» 取り組む課題:
1/ 次の(a)〜(c)が元の文章の内容と合っているか、それぞれ「はい」か「いいえ」で答え、決め手となる文章中の言葉をそのまま引用してください。(a) 著者インタビューの相手は藤岡みなみさんである。(b) 本屋lighthouseの1日を撮った動画は30分くらいの長さである。(c) 『帰還』の作者はアンゴラからの帰還者の一人である。
2/ 元の文章によると、『時間旅行者の日記』はどの出版社から刊行されますか。
3/ 元の文章から、「藤岡みなみ『時間旅行者の日記』(左右社)書影」を含む言葉で始まり「面鏡のあるおうちに住みたい。」で終わる部分を、一字も変えずに書き写してください。

新刊チェック(25/11/23-29)&お知らせ
昨日、バリューブックス運営の「本チャンネル」にて著者インタビューの収録をしました。今回は藤岡みなみさんがお相手で、新刊は11月末に刊行予定の『時間旅行者の日記』(左右社)です。予約受付中。
藤岡みなみ『時間旅行者の日記』(左右社)書影
この一年くらいずっと『迂闊 in progress 『プルーストを読む生活』を読む生活』の刊行作業をしていたこと、そして近日刊行の富田ララフネ『Θの散歩』(百万年書房)のゲラを読み、という中で本書もゲラを読んでいたのですが、日記の可能性を拡張することについてぼわぼわと思考が膨らんでいく感じがありました。この3冊はセットで読んでみてほしい。
そういうようなことをインタビュー内でも話していますが(11月末に公開予定)、そのなかで藤岡さんが「タイムトラベルをするのは戦争をなくすため」という主旨のことを言っています。そのときの目や声は本気でそれを信じている人のそれで、この「なにを言ってるんだお前は」みたいに言われがちなことを揺るぎなく信じる、実現に向けて動く、ということが必要なのだとあらためて思いました。「代わりに読む」ってどういうこと?と本気で探求した友田さんもそうだけど、しょうもないこと≒現実味のないことを馬鹿にしない空気が社会には必要。
そしてもうひとつ「本チャンネル」関連ですが、本屋lighthouseの1日みたいなものが動画になってしまいました。恥ずかしい。
こちらは11月6日(木)の夕方18時(つまりこのあとすぐ)に公開とのこと。15分くらいの動画ですし、きっとうまく伝わらないことも多いのですが、「素敵な本屋さん」みたいな捉え方をされて大事なことがうやむやになってしまわないように、できるかぎりのことはやってみました。どうしてもこういう動画は「いい感じ」「キラキラ」みたいになってしまうのだけど、本や本屋が「現実の嫌な部分から目を背けていられる」人のためだけのものになってほしくないので。それはさておき、後頭部の髪の毛がぴよんとなっててウケる。三面鏡のあるおうちに住みたい。
新刊チェック(25/11/23-29に刊行予定の本) *入荷は少し遅れます
現代企画室 帰還
9784773825107
“本作は、1974年にポルトガルで起きた「カーネション革命」直後、植民地アンゴラから本国へ帰還した少年ルイとその家族を描いた物語である。作者のドゥルセ・マリア・カルドーゾ自身もまた、アンゴラからの帰還者の一人であり、永くポルトガルでは封印されていた歴史である「植民地からの帰還者」の問題に文学的アプローチで取り組んだ話題作”。これは必読だ……。

» データ内容:
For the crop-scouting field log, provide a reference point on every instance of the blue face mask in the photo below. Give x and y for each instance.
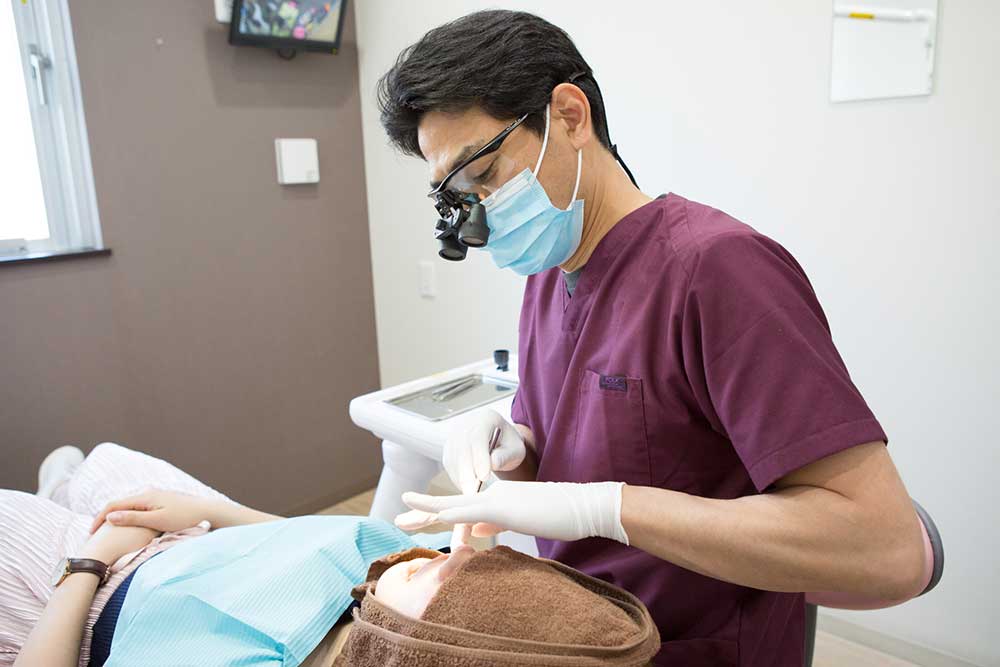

» 課題ごとの解答:
1/
(a) はい。「今回は藤岡みなみさんがお相手で」
(b) いいえ。「15分くらいの動画ですし」
(c) はい。「作者のドゥルセ・マリア・カルドーゾ自身もまた、アンゴラからの帰還者の一人であり」

2/ 左右社です。

3/
藤岡みなみ『時間旅行者の日記』(左右社)書影
この一年くらいずっと『迂闊 in progress 『プルーストを読む生活』を読む生活』の刊行作業をしていたこと、そして近日刊行の富田ララフネ『Θの散歩』(百万年書房)のゲラを読み、という中で本書もゲラを読んでいたのですが、日記の可能性を拡張することについてぼわぼわと思考が膨らんでいく感じがありました。この3冊はセットで読んでみてほしい。
そういうようなことをインタビュー内でも話していますが(11月末に公開予定)、そのなかで藤岡さんが「タイムトラベルをするのは戦争をなくすため」という主旨のことを言っています。そのときの目や声は本気でそれを信じている人のそれで、この「なにを言ってるんだお前は」みたいに言われがちなことを揺るぎなく信じる、実現に向けて動く、ということが必要なのだとあらためて思いました。「代わりに読む」ってどういうこと?と本気で探求した友田さんもそうだけど、しょうもないこと≒現実味のないことを馬鹿にしない空気が社会には必要。
そしてもうひとつ「本チャンネル」関連ですが、本屋lighthouseの1日みたいなものが動画になってしまいました。恥ずかしい。
こちらは11月6日(木)の夕方18時(つまりこのあとすぐ)に公開とのこと。15分くらいの動画ですし、きっとうまく伝わらないことも多いのですが、「素敵な本屋さん」みたいな捉え方をされて大事なことがうやむやになってしまわないように、できるかぎりのことはやってみました。どうしてもこういう動画は「いい感じ」「キラキラ」みたいになってしまうのだけど、本や本屋が「現実の嫌な部分から目を背けていられる」人のためだけのものになってほしくないので。それはさておき、後頭部の髪の毛がぴよんとなっててウケる。三面鏡のあるおうちに住みたい。